◆ **Assignment**
Start to finish, write out the entries exactly, leaving the pictures aside.

◆ **Records provided**
________________

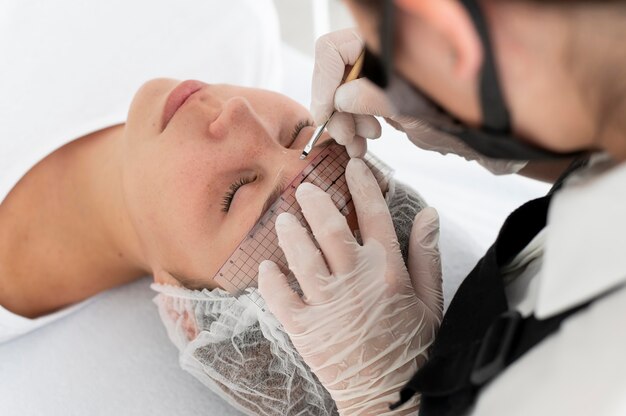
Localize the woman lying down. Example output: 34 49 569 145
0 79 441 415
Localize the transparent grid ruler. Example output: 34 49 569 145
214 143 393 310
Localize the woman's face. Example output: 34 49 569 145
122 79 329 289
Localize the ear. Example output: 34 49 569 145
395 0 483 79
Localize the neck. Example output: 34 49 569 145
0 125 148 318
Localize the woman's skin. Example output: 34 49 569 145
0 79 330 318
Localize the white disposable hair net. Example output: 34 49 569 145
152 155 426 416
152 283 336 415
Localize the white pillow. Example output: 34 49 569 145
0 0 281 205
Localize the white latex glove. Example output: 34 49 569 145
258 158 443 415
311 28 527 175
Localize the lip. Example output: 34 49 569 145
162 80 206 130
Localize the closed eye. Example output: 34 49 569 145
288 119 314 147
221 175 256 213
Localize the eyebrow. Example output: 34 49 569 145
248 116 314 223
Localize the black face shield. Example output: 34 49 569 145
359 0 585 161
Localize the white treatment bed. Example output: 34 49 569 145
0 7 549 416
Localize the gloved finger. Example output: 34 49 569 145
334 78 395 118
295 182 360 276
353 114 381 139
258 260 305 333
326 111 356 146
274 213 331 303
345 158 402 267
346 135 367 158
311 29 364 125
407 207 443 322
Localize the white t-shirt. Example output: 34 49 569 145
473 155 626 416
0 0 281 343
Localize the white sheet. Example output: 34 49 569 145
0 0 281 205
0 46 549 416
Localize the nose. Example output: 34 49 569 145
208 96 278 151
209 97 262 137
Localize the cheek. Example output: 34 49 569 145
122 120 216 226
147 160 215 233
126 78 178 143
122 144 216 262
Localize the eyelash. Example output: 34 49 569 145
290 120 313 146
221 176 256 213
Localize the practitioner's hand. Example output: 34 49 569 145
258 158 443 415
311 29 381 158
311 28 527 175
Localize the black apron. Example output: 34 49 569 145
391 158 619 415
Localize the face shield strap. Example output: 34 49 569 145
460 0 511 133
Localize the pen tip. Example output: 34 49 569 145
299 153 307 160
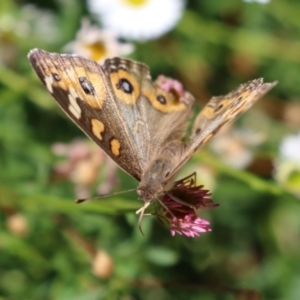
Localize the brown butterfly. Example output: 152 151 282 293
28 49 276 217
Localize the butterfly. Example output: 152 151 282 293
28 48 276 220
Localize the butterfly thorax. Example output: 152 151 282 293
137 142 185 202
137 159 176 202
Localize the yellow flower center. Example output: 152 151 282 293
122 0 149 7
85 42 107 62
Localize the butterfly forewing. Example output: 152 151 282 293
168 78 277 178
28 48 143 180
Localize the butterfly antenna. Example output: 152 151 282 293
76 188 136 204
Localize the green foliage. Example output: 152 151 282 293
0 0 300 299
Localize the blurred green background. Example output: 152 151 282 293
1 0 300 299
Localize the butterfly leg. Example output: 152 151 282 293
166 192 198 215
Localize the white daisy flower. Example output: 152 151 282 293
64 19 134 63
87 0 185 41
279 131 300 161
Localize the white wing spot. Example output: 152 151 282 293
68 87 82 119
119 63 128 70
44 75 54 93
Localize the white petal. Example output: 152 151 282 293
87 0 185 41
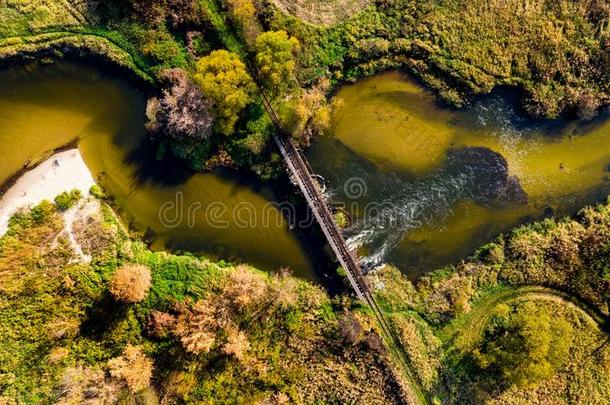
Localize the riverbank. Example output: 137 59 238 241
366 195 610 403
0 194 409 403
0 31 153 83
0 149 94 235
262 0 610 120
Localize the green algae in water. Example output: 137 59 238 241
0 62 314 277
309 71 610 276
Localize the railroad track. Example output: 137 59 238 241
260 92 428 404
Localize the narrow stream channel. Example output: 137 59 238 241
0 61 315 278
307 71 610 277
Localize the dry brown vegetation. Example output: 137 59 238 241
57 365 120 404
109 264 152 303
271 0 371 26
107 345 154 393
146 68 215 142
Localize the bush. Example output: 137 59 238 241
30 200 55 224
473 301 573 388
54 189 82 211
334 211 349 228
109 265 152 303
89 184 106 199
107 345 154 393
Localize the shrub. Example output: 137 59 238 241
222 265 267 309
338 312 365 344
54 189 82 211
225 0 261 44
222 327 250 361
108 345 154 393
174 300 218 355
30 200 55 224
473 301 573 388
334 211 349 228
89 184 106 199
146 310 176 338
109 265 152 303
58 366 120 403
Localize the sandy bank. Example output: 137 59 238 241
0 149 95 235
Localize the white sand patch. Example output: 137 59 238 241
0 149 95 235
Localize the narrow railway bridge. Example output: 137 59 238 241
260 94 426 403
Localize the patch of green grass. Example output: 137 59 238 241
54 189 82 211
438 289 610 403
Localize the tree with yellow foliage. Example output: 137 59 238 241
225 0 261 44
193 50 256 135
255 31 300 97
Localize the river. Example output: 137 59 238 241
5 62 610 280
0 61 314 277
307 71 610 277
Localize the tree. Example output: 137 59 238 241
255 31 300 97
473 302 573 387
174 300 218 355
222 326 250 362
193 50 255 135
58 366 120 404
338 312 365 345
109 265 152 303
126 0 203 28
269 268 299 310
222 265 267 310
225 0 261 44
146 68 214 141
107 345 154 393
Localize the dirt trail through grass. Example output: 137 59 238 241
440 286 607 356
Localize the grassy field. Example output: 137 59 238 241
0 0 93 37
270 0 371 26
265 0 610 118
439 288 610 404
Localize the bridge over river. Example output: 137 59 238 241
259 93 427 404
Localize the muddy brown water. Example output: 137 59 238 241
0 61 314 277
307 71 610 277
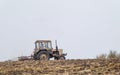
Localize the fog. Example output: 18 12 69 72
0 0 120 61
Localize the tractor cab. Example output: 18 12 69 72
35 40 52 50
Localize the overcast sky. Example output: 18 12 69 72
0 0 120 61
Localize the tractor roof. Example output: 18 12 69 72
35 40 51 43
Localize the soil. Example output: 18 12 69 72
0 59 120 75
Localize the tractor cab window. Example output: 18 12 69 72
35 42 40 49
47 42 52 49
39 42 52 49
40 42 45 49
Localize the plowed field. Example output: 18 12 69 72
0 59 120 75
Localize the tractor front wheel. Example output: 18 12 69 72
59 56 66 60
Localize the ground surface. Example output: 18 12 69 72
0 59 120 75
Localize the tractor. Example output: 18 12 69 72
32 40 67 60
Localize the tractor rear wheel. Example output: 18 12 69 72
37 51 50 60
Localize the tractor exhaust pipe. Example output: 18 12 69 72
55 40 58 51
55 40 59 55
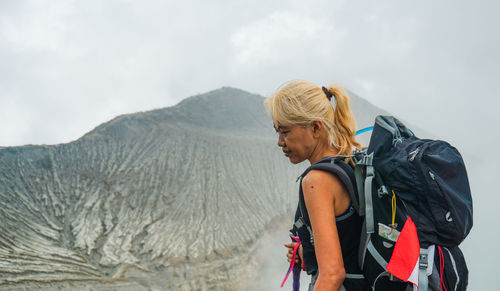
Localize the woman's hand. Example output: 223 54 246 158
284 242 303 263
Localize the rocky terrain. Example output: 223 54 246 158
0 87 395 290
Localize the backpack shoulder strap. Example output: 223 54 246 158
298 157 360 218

________________

◆ **Solution for this exercise**
Localize the woman lying down. Example output: 34 49 569 145
0 79 441 415
Localize the transparent grid ruler. Example output: 34 49 569 145
214 143 393 310
Localize the woman's face. Example output: 34 49 569 145
122 79 329 289
Localize the ear. Example output: 34 49 569 145
395 0 483 79
Localize the neck. Example output: 34 49 569 145
0 125 148 318
Localize the woman's skin. Example output: 34 49 569 145
0 79 330 318
Localize the white disposable hair net. Example output: 34 49 569 145
152 155 426 416
152 283 336 415
Localize the white pillow. Example output: 34 49 569 145
0 0 281 205
Localize the white latex glove. Example output: 34 49 569 145
258 158 443 415
311 28 527 175
Localize the lip. Example output: 34 49 569 145
162 80 206 130
Localize the closed eye. Example output: 34 49 569 145
288 119 314 147
221 175 256 213
Localize the eyebrow. Example output: 34 49 569 145
248 116 314 223
Localize the black face shield. Example output: 34 49 569 145
359 0 585 161
Localize the white treatment bed. Example output: 34 49 569 145
0 7 549 416
Localize the gloved finger. Example output: 34 49 569 145
334 78 395 118
295 182 360 276
353 114 381 139
258 260 305 333
326 111 356 146
274 213 331 303
345 158 402 267
346 135 367 158
311 29 364 125
407 207 443 322
Localize the white t-shirt. Example output: 34 49 569 145
473 155 626 416
0 0 281 343
Localize the white sheet. Example output: 34 49 569 145
0 0 281 205
0 46 549 416
Localize the nose. Example output: 34 49 569 145
208 96 278 151
209 97 262 137
Localize the cheek. Example output: 34 49 569 145
122 120 216 226
147 160 215 233
126 78 178 143
122 144 216 262
Localize the eyelash. Example output: 34 49 569 145
290 120 313 146
221 176 256 213
Localize the practitioner's hand. Example output: 34 49 569 145
258 158 443 415
311 29 381 158
311 28 527 175
Localize the black apron. Example output: 34 49 569 145
391 158 619 415
Localize the face shield strap. Example output: 34 49 569 145
460 0 511 133
Localize the pen tip. Example output: 34 49 569 145
299 153 307 160
Localize the brown butterfly. Example output: 152 151 282 293
28 49 276 217
Localize the butterfly. Example output: 152 151 282 293
28 48 276 220
Localize the butterfly thorax. Example output: 152 151 282 293
137 142 185 202
137 159 176 202
Localize the yellow flower center. Example output: 152 151 282 293
122 0 149 7
85 42 107 62
Localize the butterfly forewing. Example output: 152 151 282 293
168 78 277 178
28 48 143 180
Localize the butterfly antenna. Example output: 152 151 282 293
76 188 136 204
Localize the green foliage. Example output: 152 151 282 293
0 0 300 299
Localize the blurred green background. Example output: 152 151 282 293
1 0 300 299
Localize the butterfly leg. Example output: 152 151 282 293
166 192 198 215
Localize the white daisy flower. Example output: 152 151 282 293
64 19 134 63
87 0 185 41
279 131 300 161
Localize the white wing spot. Example output: 152 151 282 293
68 87 82 119
119 63 128 70
44 75 54 93
Localize the white petal. Example output: 152 151 282 293
87 0 185 41
Localize the riverbank. Example output: 137 59 238 241
366 195 610 403
0 194 409 403
0 31 153 83
0 149 94 235
262 0 610 120
Localize the green algae in water. Example output: 137 59 238 241
0 62 314 277
309 71 610 276
Localize the railroad track. Example output: 137 59 238 241
260 92 428 404
Localize the narrow stream channel. Example output: 137 59 238 241
0 61 315 278
307 71 610 277
Localize the dry brown vegetation. Example output: 137 59 238 241
57 365 120 404
109 264 152 303
271 0 371 26
107 345 154 393
146 68 215 142
Localize the bush. Example output: 137 59 238 241
30 200 55 224
473 301 573 388
54 189 82 211
334 211 349 228
109 265 152 303
89 184 106 199
107 345 154 393
Localize the shrub. Example output: 137 59 238 241
222 265 267 309
338 312 365 344
54 189 82 211
225 0 261 44
222 327 250 361
108 345 154 393
174 300 218 355
30 200 55 224
473 301 573 388
334 211 349 228
89 184 106 199
146 310 176 338
109 265 152 303
58 366 120 403
Localize the sandy bank. Example output: 137 59 238 241
0 149 95 235
Localize the white sand patch. Example output: 137 59 238 241
0 149 95 235
Localize the narrow railway bridge. Example output: 137 59 238 241
260 94 426 403
Localize the patch of green grass. Example output: 137 59 238 241
54 189 82 211
438 289 610 403
Localize the tree with yellow foliage. Example output: 137 59 238 241
225 0 261 44
193 50 256 135
255 31 300 97
Localize the river. Example output: 137 59 238 241
5 62 610 280
0 61 314 277
307 71 610 277
Localize the tree. Example output: 137 59 238 241
255 31 300 97
473 302 573 387
174 300 218 355
222 326 250 362
193 50 255 135
58 366 120 404
338 312 365 345
109 265 152 303
126 0 203 28
269 268 299 310
222 265 267 310
225 0 261 44
146 68 214 141
107 345 154 393
Localize the dirt trail through grass. Example output: 137 59 238 241
440 286 607 356
Localize the grassy field. Example output: 137 59 238 241
0 0 93 37
270 0 371 26
265 0 610 118
439 288 610 404
Localize the bridge over river. Example output: 137 59 238 241
259 93 427 404
Localize the muddy brown water. Example output: 137 59 238 241
0 61 314 277
307 71 610 277
Localize the fog. Example output: 18 12 69 72
0 0 120 61
Localize the tractor cab. Example output: 18 12 69 72
35 40 52 50
Localize the overcast sky. Example output: 18 12 69 72
0 0 120 61
Localize the tractor roof. Example output: 18 12 69 72
35 40 51 43
Localize the soil. Example output: 18 12 69 72
0 59 120 75
Localize the tractor cab window. Example output: 18 12 69 72
35 42 40 49
47 42 52 49
39 42 52 49
40 42 45 49
Localize the plowed field. Example output: 18 12 69 72
0 59 120 75
Localize the tractor front wheel. Example output: 18 12 69 72
59 56 66 60
Localize the ground surface. Example output: 18 12 69 72
0 59 120 75
Localize the tractor. Example output: 18 12 69 72
32 40 67 60
Localize the tractor rear wheel. Example output: 18 12 69 72
37 51 50 60
Localize the tractor exhaust pipe. Example output: 18 12 69 72
55 40 58 51
55 40 59 55
Localize the woman's hand. Example output: 223 54 246 158
284 242 303 263
Localize the rocky terrain. Example output: 223 54 246 158
0 87 395 290
Localize the backpack shoulder strap. Example output: 223 54 246 158
298 157 360 218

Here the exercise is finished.